*QUOTED TEXT*
===============
MANUAL

Chapter 3: The Scaler Elves

Introduction

The Scaler Elves run scala. They perform smooth localscaling on raw, x-ray spot intensity data from an arbitrary number of wedges and wavelengths. They are most familiar with data processed with mosflm, but they can also read denzo output. When the scaling is done, they merge data belonging to each wavelength together, and output files that are ready to go into mlphare, solve, shelx, and cns/xplor.

Scaler Elves also set-up scripts to run solve and shelx in each possible alternative space group (ones in the same point group as the space group you give to Scaler).

Advantages of Smooth Scaling

Scala optionally applies a smoothing constraint to the frame scales and B-factors assigned to your data. This is almost always a good idea, but it is not usually available in other scaling programs. Traditional "batch" scaling programs tend to over-fit frame-by-frame scales because they rely on a few fully-recorded spots to determine the scales. This has the effect of amplifying the noise in a few of your measurments, and applying that noize to the rest of your data. A sensible way around this is to apply the "prior knowlege" that the scale (dose) should vary smoothly and slowly across a wedge of data. Of course, problems can arise if you try to smooth over a real discontinuity (beam refills, sub-wedge boundaries, or actual changes in exposure time). Scaler Elves try to find these discontinuities before imposing smooth scales, but you are the only one who really knows how the data collection went, so check.

Localscaling (allowing the scale to vary smoothly over all of reciprocal space) was shown over a decade ago to give cleaner Patterson maps, superior direct-methods performance, and better agreement with model data. This is because most of the systematic error in your data set is the result of the absorption of x-rays by your sample. Unless your sample (crystal, loop, etc.) is perfectly symmetric, different diffraction geometries will represent different pathlengths through the sample, and "symmetry-equivalent" spots will be attenuated by different amounts by x-ray absorption effects. Localscaling attempts to compensate for these absorption effects by changing the scale assigned to each region of reciprocal space. In this way, spots with similar HKL indicies are forced to have similar scale factors. Scaler Elves do localscaling by using scala's detector face scaling option. This allows the scale to vary (smoothly) across the detector face. In this way, localscaling is done in the camera frame, rather than abstracting it into reciprocal space.
===============
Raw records

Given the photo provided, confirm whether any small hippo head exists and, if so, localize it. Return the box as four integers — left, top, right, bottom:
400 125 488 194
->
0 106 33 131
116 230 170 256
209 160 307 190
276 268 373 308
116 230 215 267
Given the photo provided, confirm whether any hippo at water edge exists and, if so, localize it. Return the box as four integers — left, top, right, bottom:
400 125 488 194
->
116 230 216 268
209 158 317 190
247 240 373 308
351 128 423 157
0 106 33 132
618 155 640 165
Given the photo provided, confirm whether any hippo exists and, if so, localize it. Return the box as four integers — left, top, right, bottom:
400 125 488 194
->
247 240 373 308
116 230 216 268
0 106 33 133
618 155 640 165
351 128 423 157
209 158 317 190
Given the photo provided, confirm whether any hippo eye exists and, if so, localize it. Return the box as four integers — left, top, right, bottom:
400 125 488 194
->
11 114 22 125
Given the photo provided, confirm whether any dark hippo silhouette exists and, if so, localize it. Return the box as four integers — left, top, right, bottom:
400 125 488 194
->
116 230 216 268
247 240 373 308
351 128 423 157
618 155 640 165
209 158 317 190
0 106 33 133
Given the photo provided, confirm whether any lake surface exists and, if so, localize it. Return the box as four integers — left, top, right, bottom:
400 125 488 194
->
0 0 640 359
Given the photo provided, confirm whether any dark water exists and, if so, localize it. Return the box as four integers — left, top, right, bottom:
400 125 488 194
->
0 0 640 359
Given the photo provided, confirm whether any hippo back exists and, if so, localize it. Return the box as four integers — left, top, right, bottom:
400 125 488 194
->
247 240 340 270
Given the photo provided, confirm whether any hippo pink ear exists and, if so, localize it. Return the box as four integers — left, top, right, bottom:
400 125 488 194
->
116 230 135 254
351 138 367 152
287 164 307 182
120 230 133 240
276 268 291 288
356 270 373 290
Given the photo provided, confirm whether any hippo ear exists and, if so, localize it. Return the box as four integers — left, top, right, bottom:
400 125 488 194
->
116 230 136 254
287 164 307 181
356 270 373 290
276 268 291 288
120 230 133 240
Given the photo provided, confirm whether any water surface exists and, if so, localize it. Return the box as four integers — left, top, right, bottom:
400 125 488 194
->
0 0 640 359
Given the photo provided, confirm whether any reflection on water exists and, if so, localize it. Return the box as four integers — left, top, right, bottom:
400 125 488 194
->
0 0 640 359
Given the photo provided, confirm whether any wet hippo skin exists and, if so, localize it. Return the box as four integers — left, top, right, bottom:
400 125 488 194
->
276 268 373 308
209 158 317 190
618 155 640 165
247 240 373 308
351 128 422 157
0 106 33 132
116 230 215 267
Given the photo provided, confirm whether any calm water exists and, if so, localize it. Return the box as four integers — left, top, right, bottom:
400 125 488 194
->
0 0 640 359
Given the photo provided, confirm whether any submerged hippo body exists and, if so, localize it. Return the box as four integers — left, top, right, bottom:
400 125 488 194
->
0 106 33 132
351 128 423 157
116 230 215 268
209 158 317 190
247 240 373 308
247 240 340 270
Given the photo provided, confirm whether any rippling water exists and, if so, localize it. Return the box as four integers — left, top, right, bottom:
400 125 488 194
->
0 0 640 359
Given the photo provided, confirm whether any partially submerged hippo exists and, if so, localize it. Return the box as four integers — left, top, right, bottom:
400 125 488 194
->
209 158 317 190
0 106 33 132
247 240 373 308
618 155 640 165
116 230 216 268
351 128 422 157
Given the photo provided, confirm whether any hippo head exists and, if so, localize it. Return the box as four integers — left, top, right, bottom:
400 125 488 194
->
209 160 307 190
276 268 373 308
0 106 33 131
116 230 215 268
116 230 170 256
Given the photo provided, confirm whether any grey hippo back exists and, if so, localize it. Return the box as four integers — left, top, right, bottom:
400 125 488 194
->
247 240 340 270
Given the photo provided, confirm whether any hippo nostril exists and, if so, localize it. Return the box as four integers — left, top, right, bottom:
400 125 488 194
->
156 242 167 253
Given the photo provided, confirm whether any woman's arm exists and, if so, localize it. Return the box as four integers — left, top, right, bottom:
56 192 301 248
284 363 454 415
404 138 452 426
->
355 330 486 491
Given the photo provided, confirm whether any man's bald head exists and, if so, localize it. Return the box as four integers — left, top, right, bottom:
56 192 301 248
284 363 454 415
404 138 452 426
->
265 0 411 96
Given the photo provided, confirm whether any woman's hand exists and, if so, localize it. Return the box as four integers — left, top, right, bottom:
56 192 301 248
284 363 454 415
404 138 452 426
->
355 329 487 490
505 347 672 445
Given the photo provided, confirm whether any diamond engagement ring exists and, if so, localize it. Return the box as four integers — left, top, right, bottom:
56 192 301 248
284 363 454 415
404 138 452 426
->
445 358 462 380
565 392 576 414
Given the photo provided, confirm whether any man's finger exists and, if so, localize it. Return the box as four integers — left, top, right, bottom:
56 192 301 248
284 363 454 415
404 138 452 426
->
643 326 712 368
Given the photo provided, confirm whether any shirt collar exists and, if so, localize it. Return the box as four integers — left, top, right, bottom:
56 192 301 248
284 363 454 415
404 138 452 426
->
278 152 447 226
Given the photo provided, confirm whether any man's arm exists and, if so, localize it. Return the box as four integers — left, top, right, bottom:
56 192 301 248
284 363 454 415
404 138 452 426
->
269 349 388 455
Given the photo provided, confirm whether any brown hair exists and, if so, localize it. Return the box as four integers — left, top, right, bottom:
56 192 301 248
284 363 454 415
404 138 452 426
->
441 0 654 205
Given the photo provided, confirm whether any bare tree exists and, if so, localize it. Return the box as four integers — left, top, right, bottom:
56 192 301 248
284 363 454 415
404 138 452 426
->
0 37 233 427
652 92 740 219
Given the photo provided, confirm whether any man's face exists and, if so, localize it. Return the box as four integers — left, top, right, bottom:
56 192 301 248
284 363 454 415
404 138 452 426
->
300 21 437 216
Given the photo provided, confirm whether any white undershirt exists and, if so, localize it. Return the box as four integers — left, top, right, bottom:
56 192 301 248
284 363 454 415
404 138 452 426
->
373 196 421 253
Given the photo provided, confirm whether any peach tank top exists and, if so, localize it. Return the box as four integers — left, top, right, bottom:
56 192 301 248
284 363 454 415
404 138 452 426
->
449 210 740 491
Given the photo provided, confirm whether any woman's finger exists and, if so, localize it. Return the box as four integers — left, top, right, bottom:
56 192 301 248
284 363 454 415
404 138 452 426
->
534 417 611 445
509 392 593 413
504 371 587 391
===============
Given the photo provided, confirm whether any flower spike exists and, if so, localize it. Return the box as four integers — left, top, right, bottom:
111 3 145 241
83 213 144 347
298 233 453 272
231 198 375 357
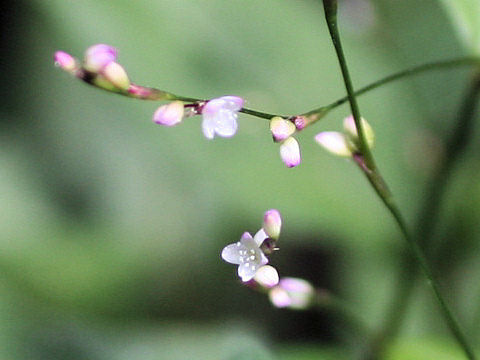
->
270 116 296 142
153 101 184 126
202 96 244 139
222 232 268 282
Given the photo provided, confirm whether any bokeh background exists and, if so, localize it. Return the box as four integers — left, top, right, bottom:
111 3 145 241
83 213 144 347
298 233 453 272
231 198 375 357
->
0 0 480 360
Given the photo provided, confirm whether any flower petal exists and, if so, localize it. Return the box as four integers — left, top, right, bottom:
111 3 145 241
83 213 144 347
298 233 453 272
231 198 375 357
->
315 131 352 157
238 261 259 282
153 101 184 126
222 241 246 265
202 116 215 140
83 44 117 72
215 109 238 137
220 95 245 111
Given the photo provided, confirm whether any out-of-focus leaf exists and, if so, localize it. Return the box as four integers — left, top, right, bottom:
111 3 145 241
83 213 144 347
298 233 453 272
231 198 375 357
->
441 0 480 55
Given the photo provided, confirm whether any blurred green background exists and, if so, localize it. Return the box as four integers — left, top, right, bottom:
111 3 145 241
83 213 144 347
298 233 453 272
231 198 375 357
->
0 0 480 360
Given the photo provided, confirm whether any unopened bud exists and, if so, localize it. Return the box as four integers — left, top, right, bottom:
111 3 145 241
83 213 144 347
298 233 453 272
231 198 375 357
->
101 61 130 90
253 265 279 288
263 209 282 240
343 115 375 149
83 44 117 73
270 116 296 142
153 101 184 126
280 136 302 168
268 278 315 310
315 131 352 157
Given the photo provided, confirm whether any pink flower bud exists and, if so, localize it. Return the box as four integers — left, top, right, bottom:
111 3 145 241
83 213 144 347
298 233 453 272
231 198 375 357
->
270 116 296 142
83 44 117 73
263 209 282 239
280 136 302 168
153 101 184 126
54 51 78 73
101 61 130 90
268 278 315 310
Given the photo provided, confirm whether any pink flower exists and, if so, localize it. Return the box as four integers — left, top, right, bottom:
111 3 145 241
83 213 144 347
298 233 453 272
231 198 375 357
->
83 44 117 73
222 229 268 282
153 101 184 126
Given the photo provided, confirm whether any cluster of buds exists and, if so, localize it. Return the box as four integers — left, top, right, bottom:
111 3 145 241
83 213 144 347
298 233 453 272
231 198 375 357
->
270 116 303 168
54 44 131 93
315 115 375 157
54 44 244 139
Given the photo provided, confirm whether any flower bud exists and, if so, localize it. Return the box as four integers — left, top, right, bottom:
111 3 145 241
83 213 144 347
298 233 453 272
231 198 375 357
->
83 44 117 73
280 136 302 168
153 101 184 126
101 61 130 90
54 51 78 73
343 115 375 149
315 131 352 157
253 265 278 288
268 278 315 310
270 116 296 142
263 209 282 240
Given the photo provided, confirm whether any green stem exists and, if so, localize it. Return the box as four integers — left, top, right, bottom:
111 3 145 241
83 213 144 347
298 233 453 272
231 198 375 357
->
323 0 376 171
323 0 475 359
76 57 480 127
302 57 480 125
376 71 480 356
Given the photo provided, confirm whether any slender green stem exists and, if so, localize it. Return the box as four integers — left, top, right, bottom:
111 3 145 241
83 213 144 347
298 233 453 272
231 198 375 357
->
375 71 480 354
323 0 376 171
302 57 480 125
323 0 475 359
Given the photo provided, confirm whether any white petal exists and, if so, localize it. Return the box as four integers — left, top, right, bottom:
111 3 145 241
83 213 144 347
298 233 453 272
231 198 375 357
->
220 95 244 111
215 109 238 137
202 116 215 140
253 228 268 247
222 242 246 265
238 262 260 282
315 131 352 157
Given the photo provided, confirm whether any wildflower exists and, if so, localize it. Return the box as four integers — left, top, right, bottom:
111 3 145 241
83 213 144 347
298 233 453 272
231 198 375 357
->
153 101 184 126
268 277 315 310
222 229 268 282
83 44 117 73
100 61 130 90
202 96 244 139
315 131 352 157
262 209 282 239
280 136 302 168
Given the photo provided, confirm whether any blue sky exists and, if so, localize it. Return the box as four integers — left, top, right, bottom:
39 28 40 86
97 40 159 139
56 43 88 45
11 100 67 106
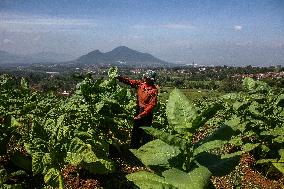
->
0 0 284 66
===============
*PROBLEMS TO SOLVE*
[1] Answer these questions using the Scaler Elves chapter:
(a) Besides mosflm, whose output can the Scaler Elves read?
(b) What do traditional "batch" scaling programs rely on to determine frame-by-frame scales?
(c) Which scala option do the Scaler Elves use to do localscaling?
[2] Pick up the Scaler Elves chapter after its last sentence and continue it.

*ANSWER LIST*
[1]
(a) Denzo.
(b) A few fully-recorded spots.
(c) Scala's detector face scaling option.

[2]
The Reference Data Set

The scala manual stresses the importance of the reference data set. Having a reference helps stabilize the scaling procedure, and can be used to minimize the effects of sample absorption. Localscaling can compensate for relative differences in absorption, but, if your crystal shape is symmetric with its own lattice symmetry (and it usualy is), then there will be no way to correct for total absorption effects. For example, a needle crystal with tetragonal symmetry (c along the long axis of the needle), then spots located near the c-axis will be systematically low because their diffracted rays must pass through more crystal before they hit the detector. Some of this effect can be compensated for by using an overall anisotropic B-factor in model refinement, but this is only a first-order correction.

Scaler Elves also allow you to supply a merged mtz file of your own to use as a reference data set. This could be a high-resolution native data set, or, perhaps, a calculated data set from a refined structure. Using the latter would, conceivably, provide a very good way to correct for crystal absorption in scaling, but might bias the scaling toward the refined Fs. To this end, hkls flagged as part of the Free-R set are removed from the reference data set.

If you don't supply a reference data set, Scaler Elves will scale and merge the most complete wavelength, and then use that as the reference set. To minimize absorption effects, you want this to be data collected at a wavelength where the crystal absorbs the least (below the metal's absorption edge).

Output Formats

Because converting between file formats is such a pain for most programs, Scaler Elves ouptut your final, merged data in many file formats. The standard CCP4 multi-column mtz file all.mtz can be input into most programs. Mlphare, SHARP, and recent versions of solve should be able to read it. The data are also output in old solve format (*.fmt files) in both merged and unmerged form. All the difference data (anomalous and isomorphous) are output in shelx format and an estimate of F_H (combining all the difference data) is also output in shelx format.

Free-R flags

Scaler Elves employ a sensible and flexible free-R flag assignment program called FreeRer.com. This script behaves almost identically to the CCP4 uniqueify script, except that it is capable of "inheriting" a free-R flag set from another data file (either mtz or xplor/cns format). If there are Free-R flags in the mtz file used as a reference data set, they will be passed along to Scaler's output files.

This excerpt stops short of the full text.